- EXERCISE OBJECTIVE:
Should a line in the entries below contain "before", return that line.

(RECORDS SHOWN begins)

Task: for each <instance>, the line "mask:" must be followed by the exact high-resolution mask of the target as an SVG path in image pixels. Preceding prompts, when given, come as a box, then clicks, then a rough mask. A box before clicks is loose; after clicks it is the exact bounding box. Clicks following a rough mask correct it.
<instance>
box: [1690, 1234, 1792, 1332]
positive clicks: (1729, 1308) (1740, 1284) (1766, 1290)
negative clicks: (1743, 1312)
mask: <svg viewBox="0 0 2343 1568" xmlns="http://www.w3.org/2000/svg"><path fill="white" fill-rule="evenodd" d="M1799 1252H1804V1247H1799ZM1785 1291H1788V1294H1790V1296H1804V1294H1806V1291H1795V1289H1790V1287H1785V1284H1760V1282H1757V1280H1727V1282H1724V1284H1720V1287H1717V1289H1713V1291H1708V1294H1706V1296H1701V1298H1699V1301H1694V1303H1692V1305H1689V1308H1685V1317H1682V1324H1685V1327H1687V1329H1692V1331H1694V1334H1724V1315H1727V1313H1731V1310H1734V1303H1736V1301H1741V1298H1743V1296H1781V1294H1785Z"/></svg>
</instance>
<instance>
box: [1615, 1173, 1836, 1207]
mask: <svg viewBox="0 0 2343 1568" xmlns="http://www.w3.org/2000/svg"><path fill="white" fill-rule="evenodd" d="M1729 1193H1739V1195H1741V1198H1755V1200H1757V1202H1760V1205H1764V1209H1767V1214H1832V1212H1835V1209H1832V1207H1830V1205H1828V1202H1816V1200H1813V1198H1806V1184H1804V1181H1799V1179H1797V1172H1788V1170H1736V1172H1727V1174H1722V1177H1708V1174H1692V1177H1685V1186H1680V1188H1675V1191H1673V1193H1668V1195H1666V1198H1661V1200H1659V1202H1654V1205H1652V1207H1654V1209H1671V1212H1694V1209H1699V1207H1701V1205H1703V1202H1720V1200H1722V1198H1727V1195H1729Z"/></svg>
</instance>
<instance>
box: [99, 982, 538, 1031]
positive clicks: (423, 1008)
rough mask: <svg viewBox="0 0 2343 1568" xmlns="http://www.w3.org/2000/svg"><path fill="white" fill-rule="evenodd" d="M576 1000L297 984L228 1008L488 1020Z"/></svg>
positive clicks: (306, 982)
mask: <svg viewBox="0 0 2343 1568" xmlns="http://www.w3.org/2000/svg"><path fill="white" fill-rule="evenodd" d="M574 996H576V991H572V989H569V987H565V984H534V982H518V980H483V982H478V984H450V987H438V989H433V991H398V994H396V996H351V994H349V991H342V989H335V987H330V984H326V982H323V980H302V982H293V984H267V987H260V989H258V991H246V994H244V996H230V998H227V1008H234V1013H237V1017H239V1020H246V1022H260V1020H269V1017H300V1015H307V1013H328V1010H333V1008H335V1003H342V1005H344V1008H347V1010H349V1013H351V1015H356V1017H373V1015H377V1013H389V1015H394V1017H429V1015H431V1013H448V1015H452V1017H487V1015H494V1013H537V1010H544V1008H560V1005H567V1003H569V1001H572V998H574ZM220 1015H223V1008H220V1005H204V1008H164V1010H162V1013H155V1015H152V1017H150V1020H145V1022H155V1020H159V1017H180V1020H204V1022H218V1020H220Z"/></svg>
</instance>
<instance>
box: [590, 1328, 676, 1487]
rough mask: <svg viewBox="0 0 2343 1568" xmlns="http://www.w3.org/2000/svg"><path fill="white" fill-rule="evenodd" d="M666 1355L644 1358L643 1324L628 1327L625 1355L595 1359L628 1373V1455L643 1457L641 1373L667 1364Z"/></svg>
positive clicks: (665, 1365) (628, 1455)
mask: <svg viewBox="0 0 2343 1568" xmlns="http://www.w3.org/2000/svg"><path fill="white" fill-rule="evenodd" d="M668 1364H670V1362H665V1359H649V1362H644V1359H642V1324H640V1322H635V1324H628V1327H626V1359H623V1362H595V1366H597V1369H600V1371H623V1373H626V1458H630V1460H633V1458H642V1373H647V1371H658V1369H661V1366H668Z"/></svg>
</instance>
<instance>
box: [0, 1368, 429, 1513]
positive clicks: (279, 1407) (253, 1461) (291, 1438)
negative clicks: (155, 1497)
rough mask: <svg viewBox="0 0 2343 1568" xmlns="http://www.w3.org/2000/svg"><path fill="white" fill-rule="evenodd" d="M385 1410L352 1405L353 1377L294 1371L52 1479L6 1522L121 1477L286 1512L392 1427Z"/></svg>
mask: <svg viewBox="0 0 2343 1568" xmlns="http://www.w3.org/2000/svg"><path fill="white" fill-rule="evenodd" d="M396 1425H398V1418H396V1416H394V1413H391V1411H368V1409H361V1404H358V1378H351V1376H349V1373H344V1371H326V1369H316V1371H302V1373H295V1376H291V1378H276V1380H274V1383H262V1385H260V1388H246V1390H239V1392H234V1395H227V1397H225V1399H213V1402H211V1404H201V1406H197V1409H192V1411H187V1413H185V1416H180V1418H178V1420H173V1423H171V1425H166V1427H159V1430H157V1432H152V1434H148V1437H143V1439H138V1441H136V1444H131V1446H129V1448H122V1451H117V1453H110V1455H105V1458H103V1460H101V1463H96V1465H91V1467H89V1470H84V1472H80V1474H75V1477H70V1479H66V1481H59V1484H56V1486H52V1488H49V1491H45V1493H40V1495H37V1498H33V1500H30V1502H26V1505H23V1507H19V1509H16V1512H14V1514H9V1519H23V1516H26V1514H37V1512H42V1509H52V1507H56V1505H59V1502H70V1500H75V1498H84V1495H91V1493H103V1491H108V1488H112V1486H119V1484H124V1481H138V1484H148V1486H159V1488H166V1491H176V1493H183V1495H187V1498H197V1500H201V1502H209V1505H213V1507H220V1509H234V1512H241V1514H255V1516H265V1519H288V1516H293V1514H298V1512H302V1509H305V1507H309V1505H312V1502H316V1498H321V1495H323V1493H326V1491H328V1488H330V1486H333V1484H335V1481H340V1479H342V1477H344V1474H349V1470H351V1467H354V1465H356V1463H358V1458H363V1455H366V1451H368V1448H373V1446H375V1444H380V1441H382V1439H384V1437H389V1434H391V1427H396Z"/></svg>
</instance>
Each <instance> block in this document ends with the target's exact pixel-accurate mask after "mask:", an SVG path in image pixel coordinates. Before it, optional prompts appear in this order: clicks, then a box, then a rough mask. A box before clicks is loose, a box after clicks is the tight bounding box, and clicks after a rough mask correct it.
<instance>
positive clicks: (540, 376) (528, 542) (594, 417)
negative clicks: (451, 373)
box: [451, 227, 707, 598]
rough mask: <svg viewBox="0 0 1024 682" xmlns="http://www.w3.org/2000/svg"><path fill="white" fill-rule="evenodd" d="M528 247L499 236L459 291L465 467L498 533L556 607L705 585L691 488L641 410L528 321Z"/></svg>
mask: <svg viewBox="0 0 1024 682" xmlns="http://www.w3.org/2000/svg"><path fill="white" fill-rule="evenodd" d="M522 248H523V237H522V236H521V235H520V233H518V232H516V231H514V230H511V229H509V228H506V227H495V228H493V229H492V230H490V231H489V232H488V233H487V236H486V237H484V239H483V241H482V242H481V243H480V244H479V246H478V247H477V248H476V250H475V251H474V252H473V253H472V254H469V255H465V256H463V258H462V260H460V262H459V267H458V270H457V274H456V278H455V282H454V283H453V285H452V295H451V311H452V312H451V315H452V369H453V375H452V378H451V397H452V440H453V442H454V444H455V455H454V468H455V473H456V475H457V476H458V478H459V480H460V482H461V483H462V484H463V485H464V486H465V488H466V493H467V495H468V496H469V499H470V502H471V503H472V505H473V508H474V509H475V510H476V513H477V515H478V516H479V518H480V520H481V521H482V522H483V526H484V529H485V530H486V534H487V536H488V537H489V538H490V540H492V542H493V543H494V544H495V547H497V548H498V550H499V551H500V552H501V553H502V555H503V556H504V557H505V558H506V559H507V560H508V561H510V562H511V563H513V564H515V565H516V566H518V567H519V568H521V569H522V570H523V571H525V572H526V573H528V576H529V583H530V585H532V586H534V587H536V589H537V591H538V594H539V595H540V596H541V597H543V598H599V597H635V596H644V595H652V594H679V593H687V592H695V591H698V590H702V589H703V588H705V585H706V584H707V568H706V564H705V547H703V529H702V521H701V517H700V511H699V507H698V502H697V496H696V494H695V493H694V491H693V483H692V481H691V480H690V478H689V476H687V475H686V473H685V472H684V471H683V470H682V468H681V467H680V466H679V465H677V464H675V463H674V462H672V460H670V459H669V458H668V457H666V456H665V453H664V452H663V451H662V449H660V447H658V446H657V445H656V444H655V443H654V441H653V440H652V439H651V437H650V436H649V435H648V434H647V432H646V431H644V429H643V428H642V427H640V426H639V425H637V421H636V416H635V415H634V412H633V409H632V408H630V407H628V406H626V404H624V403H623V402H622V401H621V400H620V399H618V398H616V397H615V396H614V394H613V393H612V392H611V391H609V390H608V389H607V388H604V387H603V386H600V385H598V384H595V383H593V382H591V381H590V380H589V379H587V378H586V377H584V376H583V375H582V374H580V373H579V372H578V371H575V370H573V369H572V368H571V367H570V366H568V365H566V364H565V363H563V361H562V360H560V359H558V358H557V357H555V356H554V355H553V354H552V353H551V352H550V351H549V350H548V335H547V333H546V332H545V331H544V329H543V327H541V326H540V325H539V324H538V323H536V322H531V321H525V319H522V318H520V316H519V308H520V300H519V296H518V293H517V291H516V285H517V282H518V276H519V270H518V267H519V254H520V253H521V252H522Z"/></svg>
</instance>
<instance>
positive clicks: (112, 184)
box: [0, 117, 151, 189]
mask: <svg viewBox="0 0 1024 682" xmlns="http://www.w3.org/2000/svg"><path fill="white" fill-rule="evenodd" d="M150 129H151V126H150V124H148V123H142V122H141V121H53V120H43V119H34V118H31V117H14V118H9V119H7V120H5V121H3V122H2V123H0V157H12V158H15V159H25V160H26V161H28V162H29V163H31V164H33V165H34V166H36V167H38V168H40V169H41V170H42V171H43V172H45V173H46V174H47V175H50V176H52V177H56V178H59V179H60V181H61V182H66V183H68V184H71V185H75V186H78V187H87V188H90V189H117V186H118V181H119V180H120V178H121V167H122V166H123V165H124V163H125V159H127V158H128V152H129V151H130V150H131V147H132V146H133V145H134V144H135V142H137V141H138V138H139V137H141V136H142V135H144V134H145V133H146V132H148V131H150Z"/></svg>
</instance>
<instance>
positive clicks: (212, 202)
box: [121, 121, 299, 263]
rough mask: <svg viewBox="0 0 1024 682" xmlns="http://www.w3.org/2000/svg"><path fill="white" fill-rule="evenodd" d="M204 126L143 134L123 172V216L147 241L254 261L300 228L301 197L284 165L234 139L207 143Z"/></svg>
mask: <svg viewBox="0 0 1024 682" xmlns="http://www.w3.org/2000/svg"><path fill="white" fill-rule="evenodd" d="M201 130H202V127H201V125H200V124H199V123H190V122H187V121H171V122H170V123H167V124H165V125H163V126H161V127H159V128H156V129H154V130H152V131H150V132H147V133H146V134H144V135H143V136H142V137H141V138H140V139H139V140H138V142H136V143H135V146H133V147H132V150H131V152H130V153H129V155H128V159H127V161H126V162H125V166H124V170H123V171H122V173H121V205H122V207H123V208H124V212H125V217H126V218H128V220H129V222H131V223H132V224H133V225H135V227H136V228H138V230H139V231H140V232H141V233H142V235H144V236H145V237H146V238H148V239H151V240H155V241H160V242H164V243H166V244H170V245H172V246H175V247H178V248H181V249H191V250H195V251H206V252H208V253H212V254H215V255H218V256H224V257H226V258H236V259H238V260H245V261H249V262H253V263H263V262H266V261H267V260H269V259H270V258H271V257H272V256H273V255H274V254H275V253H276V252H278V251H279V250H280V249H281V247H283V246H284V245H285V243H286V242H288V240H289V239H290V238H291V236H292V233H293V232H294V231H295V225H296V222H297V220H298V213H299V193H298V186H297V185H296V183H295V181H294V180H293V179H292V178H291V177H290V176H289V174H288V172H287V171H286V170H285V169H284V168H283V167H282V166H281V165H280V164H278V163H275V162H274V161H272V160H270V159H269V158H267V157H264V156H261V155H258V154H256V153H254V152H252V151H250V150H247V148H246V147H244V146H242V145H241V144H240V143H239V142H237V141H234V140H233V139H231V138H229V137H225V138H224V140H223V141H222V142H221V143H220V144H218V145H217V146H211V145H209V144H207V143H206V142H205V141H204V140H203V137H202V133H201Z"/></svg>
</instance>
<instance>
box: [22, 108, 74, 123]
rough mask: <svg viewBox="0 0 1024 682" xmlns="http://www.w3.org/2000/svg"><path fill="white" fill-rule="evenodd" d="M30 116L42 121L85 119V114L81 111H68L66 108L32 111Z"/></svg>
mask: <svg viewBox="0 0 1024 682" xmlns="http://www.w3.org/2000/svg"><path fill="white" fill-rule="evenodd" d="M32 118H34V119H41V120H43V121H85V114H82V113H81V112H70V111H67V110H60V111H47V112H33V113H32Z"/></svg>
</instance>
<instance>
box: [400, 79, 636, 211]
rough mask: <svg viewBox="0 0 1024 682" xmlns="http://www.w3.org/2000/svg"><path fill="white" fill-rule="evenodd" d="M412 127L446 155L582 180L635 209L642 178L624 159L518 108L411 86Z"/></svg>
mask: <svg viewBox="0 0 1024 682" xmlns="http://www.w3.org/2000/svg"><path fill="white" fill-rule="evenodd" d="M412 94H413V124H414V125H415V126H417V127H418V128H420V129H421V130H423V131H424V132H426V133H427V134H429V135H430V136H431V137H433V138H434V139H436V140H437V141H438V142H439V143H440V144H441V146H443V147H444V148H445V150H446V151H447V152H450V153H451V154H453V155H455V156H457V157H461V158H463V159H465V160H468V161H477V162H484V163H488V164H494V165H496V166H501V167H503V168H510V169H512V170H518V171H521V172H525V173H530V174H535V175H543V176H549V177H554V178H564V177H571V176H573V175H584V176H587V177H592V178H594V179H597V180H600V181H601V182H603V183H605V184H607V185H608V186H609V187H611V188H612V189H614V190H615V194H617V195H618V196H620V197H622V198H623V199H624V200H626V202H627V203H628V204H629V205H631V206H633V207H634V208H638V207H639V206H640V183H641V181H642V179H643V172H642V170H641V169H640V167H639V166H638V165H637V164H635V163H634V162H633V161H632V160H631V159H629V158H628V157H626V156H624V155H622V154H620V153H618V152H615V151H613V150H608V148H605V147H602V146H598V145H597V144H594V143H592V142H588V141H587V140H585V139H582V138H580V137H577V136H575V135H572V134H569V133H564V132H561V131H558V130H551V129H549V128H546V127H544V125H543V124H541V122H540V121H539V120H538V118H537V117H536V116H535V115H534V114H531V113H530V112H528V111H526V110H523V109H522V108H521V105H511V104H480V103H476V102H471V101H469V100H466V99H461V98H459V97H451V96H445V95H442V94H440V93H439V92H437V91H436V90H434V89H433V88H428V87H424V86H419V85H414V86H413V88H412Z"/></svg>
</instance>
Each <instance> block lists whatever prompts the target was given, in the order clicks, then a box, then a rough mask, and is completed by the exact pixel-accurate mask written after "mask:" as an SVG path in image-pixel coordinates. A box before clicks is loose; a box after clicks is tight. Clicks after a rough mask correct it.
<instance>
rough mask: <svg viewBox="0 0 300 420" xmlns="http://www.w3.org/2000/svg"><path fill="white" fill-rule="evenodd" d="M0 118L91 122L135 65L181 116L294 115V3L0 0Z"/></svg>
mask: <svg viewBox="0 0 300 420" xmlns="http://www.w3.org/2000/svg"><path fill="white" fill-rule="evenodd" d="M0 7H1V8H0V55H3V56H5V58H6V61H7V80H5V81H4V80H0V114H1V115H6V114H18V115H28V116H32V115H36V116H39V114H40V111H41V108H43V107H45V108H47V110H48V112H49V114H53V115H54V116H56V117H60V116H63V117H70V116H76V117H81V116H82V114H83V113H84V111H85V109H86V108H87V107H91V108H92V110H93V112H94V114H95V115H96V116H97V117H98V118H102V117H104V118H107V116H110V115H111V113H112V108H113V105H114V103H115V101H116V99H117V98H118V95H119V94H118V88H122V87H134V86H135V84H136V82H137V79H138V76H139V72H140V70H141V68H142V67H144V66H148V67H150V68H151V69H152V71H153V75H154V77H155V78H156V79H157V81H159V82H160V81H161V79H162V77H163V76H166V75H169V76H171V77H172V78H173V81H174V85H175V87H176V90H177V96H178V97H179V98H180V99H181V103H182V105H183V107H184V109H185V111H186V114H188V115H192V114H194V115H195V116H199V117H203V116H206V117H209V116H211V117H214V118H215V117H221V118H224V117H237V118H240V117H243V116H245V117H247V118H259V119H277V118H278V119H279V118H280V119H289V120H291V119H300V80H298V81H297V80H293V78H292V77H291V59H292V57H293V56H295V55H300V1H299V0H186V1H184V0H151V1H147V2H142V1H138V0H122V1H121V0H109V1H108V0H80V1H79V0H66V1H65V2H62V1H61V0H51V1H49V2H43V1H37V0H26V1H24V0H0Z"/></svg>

(RECORDS SHOWN ends)

- OUTPUT:
Task: for each <instance>, the line "mask:" must be followed by the exact high-resolution mask of the target as an SVG path in image pixels. Preceding prompts, when given, come as a box, then clicks, then a rough mask. A box before clicks is loose; after clicks it is the exact bounding box. Clicks following a rough mask correct it.
Each <instance> block in this document ends with the target's exact pixel-accurate mask after "mask:", an SVG path in image pixel coordinates. Before it, optional prompts appear in this order: clicks, then a box, then a rough mask. A box before clicks is loose, a box after clicks is the tight bounding box, and clicks after a rough mask correct it.
Each <instance> block lists whatever prompts the target was given, in the order clicks, then a box, then a rough mask, and is completed by the exact pixel-accurate mask written after "mask:" as an SVG path in image-pixel coordinates. A box before clicks is loose; a box after clicks is tight. Clicks after a rough mask correct it.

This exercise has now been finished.